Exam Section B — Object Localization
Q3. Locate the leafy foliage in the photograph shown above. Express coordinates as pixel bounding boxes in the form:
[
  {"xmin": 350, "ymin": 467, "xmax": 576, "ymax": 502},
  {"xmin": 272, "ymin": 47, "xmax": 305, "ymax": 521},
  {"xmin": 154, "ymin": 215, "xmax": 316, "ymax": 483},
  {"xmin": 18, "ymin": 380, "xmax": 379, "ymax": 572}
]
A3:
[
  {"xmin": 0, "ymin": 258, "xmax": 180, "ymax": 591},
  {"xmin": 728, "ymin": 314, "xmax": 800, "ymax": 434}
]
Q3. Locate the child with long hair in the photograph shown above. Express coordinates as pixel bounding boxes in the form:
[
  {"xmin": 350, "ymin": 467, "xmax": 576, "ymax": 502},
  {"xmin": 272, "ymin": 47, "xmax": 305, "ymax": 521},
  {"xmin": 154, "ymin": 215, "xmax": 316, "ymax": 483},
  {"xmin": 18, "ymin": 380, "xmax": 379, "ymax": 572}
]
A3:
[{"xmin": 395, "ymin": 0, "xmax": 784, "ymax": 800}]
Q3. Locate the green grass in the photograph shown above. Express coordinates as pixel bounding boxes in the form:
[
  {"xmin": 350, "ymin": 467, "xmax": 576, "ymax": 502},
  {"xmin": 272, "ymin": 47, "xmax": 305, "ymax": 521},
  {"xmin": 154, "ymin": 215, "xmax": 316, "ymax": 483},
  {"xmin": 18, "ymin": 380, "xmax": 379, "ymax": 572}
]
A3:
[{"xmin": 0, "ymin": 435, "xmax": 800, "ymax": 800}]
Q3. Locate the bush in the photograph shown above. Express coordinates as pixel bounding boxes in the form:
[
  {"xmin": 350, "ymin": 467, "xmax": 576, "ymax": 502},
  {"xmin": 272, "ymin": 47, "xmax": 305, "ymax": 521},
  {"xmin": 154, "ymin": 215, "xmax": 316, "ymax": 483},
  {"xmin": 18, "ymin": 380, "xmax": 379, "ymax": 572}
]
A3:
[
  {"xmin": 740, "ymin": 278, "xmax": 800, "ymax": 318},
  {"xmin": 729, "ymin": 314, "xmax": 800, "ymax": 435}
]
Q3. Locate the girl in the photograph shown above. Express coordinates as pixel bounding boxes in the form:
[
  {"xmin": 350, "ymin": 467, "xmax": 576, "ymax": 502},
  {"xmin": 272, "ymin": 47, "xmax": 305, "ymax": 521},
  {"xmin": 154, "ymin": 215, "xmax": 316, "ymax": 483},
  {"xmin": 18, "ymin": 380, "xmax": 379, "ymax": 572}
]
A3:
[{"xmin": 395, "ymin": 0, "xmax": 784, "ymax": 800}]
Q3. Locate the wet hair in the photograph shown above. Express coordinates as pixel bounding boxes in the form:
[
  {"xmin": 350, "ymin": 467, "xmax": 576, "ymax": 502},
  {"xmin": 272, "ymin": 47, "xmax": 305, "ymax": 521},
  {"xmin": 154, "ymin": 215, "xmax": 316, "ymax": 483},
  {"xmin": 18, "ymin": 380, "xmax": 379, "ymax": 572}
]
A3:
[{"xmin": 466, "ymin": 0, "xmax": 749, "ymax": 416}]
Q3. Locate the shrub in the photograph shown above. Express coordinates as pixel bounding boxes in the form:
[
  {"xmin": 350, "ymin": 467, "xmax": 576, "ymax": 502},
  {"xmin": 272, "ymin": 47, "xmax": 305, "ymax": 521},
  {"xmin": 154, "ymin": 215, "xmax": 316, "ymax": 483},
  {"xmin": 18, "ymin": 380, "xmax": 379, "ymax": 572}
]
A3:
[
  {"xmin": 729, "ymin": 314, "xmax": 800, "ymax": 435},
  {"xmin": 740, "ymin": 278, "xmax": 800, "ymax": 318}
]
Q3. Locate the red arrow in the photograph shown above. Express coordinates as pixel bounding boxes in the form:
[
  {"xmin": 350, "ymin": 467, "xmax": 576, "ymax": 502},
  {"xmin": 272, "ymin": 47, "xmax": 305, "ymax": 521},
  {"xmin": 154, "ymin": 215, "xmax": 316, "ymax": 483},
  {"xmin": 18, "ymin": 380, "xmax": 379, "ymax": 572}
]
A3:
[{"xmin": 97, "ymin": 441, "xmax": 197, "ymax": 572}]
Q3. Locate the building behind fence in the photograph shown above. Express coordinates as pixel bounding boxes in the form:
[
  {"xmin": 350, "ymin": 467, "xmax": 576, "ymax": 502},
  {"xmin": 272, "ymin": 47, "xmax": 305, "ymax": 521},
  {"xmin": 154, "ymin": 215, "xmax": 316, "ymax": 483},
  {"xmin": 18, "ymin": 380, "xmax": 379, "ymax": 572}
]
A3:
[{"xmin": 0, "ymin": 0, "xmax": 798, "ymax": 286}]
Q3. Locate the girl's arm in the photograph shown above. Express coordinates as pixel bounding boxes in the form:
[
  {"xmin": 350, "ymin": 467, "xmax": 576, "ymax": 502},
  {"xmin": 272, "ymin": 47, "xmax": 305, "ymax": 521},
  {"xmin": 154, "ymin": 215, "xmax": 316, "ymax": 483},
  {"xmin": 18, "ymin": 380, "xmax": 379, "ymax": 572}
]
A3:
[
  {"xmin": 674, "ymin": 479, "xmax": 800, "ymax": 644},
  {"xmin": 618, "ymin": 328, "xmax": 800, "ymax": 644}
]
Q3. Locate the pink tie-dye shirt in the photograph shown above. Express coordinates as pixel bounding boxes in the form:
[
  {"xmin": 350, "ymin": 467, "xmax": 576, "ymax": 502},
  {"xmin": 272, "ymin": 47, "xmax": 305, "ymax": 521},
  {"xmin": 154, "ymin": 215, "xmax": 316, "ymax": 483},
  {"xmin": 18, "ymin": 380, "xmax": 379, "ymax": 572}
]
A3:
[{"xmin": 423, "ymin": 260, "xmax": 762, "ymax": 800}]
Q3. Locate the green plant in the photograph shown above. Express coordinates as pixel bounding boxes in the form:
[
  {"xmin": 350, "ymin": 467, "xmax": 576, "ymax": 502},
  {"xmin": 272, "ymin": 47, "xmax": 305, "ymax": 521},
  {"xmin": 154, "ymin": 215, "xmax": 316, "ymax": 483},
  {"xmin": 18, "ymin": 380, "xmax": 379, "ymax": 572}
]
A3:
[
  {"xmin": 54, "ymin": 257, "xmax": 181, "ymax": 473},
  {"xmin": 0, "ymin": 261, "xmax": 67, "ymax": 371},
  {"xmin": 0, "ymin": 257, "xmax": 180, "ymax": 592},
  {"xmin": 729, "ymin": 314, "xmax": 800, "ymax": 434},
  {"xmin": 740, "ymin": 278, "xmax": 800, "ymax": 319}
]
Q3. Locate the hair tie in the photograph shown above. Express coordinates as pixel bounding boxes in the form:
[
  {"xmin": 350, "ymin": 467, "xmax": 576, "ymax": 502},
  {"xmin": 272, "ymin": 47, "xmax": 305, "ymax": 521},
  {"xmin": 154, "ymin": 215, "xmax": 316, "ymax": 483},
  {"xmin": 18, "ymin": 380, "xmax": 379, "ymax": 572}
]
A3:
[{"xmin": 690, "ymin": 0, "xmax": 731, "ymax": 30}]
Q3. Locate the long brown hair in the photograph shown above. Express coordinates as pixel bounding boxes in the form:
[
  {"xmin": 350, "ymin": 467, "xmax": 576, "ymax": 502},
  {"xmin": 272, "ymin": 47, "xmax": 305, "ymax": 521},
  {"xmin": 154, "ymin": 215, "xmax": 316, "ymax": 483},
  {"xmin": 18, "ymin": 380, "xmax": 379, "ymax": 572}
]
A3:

--------------------------------------------------

__Stated problem__: Write out all of the lines above again, word for word.

__In response__:
Exam Section B — Object Localization
Q3. Locate the leafy foliage in the photograph shown above. Express coordinates as pixel bounding boxes in the form:
[
  {"xmin": 350, "ymin": 467, "xmax": 576, "ymax": 502},
  {"xmin": 272, "ymin": 47, "xmax": 305, "ymax": 521},
  {"xmin": 154, "ymin": 215, "xmax": 316, "ymax": 483},
  {"xmin": 18, "ymin": 380, "xmax": 379, "ymax": 572}
]
A3:
[
  {"xmin": 0, "ymin": 258, "xmax": 180, "ymax": 591},
  {"xmin": 728, "ymin": 314, "xmax": 800, "ymax": 434}
]
Q3. Locate the child with long hair in the photograph shown above. Express coordinates as pixel bounding boxes in the form:
[
  {"xmin": 350, "ymin": 467, "xmax": 576, "ymax": 502},
  {"xmin": 272, "ymin": 47, "xmax": 305, "ymax": 521},
  {"xmin": 154, "ymin": 215, "xmax": 316, "ymax": 483},
  {"xmin": 18, "ymin": 380, "xmax": 379, "ymax": 572}
]
A3:
[{"xmin": 395, "ymin": 0, "xmax": 784, "ymax": 800}]
Q3. Locate the green grass in the photograph shown above. Express coordinates as pixel bounding boxes in the form:
[
  {"xmin": 350, "ymin": 467, "xmax": 576, "ymax": 502},
  {"xmin": 272, "ymin": 47, "xmax": 305, "ymax": 521},
  {"xmin": 154, "ymin": 215, "xmax": 316, "ymax": 483},
  {"xmin": 18, "ymin": 380, "xmax": 379, "ymax": 572}
]
A3:
[{"xmin": 0, "ymin": 435, "xmax": 800, "ymax": 800}]
Q3. Locate the bush in the photograph shown above. Express coordinates as pixel bounding boxes in the form:
[
  {"xmin": 350, "ymin": 467, "xmax": 576, "ymax": 502},
  {"xmin": 272, "ymin": 47, "xmax": 305, "ymax": 521},
  {"xmin": 154, "ymin": 215, "xmax": 316, "ymax": 483},
  {"xmin": 18, "ymin": 380, "xmax": 379, "ymax": 572}
]
A3:
[
  {"xmin": 740, "ymin": 278, "xmax": 800, "ymax": 318},
  {"xmin": 729, "ymin": 314, "xmax": 800, "ymax": 435}
]
Q3. Locate the girl in the photograph shown above. Express coordinates as pixel bounding boxes in the form:
[
  {"xmin": 350, "ymin": 467, "xmax": 576, "ymax": 502},
  {"xmin": 272, "ymin": 47, "xmax": 305, "ymax": 521},
  {"xmin": 154, "ymin": 215, "xmax": 316, "ymax": 483},
  {"xmin": 18, "ymin": 380, "xmax": 379, "ymax": 572}
]
A3:
[{"xmin": 395, "ymin": 0, "xmax": 784, "ymax": 800}]
Q3. Locate the wet hair in the photograph shown above. Express coordinates as pixel bounding boxes in the form:
[
  {"xmin": 350, "ymin": 467, "xmax": 576, "ymax": 502},
  {"xmin": 272, "ymin": 47, "xmax": 305, "ymax": 521},
  {"xmin": 154, "ymin": 215, "xmax": 316, "ymax": 483},
  {"xmin": 18, "ymin": 380, "xmax": 379, "ymax": 572}
]
A3:
[{"xmin": 466, "ymin": 0, "xmax": 749, "ymax": 416}]
Q3. Locate the shrub in the photograph shown above. Express coordinates as pixel bounding boxes in the form:
[
  {"xmin": 350, "ymin": 467, "xmax": 576, "ymax": 502},
  {"xmin": 272, "ymin": 47, "xmax": 305, "ymax": 521},
  {"xmin": 154, "ymin": 215, "xmax": 316, "ymax": 483},
  {"xmin": 18, "ymin": 380, "xmax": 379, "ymax": 572}
]
A3:
[
  {"xmin": 729, "ymin": 314, "xmax": 800, "ymax": 435},
  {"xmin": 740, "ymin": 278, "xmax": 800, "ymax": 318}
]
Q3. Locate the red arrow in the photograph shown above. Express coordinates as pixel bounding boxes in the form:
[
  {"xmin": 350, "ymin": 467, "xmax": 576, "ymax": 502},
  {"xmin": 272, "ymin": 47, "xmax": 305, "ymax": 521},
  {"xmin": 154, "ymin": 215, "xmax": 316, "ymax": 483},
  {"xmin": 18, "ymin": 380, "xmax": 379, "ymax": 572}
]
A3:
[{"xmin": 97, "ymin": 441, "xmax": 197, "ymax": 572}]
Q3. Locate the building behind fence in the photograph shown above. Express coordinates as pixel bounding boxes in the form:
[
  {"xmin": 350, "ymin": 467, "xmax": 576, "ymax": 502},
  {"xmin": 272, "ymin": 47, "xmax": 305, "ymax": 521},
  {"xmin": 154, "ymin": 215, "xmax": 316, "ymax": 483},
  {"xmin": 18, "ymin": 380, "xmax": 379, "ymax": 572}
]
A3:
[{"xmin": 0, "ymin": 0, "xmax": 798, "ymax": 286}]
Q3. Locate the girl's arm in the photograph shown above. Express coordinates as pixel bounding boxes in the form:
[
  {"xmin": 350, "ymin": 467, "xmax": 576, "ymax": 502},
  {"xmin": 272, "ymin": 47, "xmax": 305, "ymax": 521},
  {"xmin": 154, "ymin": 215, "xmax": 316, "ymax": 483},
  {"xmin": 18, "ymin": 380, "xmax": 379, "ymax": 572}
]
A3:
[
  {"xmin": 674, "ymin": 479, "xmax": 800, "ymax": 644},
  {"xmin": 618, "ymin": 328, "xmax": 800, "ymax": 644}
]
Q3. Locate the pink tie-dye shirt in the photograph shown above. Express coordinates as pixel bounding boxes in the form:
[
  {"xmin": 350, "ymin": 467, "xmax": 576, "ymax": 502},
  {"xmin": 272, "ymin": 47, "xmax": 305, "ymax": 521},
  {"xmin": 154, "ymin": 215, "xmax": 316, "ymax": 483},
  {"xmin": 18, "ymin": 380, "xmax": 379, "ymax": 572}
]
A3:
[{"xmin": 423, "ymin": 260, "xmax": 762, "ymax": 800}]
Q3. Locate the green plant in the photograph shown above. Express coordinates as pixel bounding boxes in the form:
[
  {"xmin": 350, "ymin": 467, "xmax": 576, "ymax": 502},
  {"xmin": 272, "ymin": 47, "xmax": 305, "ymax": 521},
  {"xmin": 154, "ymin": 215, "xmax": 316, "ymax": 483},
  {"xmin": 18, "ymin": 380, "xmax": 379, "ymax": 572}
]
A3:
[
  {"xmin": 54, "ymin": 257, "xmax": 181, "ymax": 473},
  {"xmin": 0, "ymin": 261, "xmax": 67, "ymax": 371},
  {"xmin": 0, "ymin": 257, "xmax": 180, "ymax": 592},
  {"xmin": 729, "ymin": 314, "xmax": 800, "ymax": 434},
  {"xmin": 740, "ymin": 278, "xmax": 800, "ymax": 319}
]
Q3. Locate the hair tie in the photograph shown above. Express coordinates as pixel bounding boxes in the form:
[
  {"xmin": 350, "ymin": 467, "xmax": 576, "ymax": 502},
  {"xmin": 272, "ymin": 47, "xmax": 305, "ymax": 521},
  {"xmin": 154, "ymin": 215, "xmax": 316, "ymax": 483},
  {"xmin": 18, "ymin": 380, "xmax": 379, "ymax": 572}
]
A3:
[{"xmin": 690, "ymin": 0, "xmax": 731, "ymax": 30}]
Q3. Locate the long brown hair in the photograph shown above. Express coordinates as pixel bounding boxes in the form:
[
  {"xmin": 350, "ymin": 467, "xmax": 576, "ymax": 502},
  {"xmin": 272, "ymin": 47, "xmax": 305, "ymax": 521},
  {"xmin": 154, "ymin": 215, "xmax": 316, "ymax": 483},
  {"xmin": 18, "ymin": 380, "xmax": 379, "ymax": 572}
]
A3:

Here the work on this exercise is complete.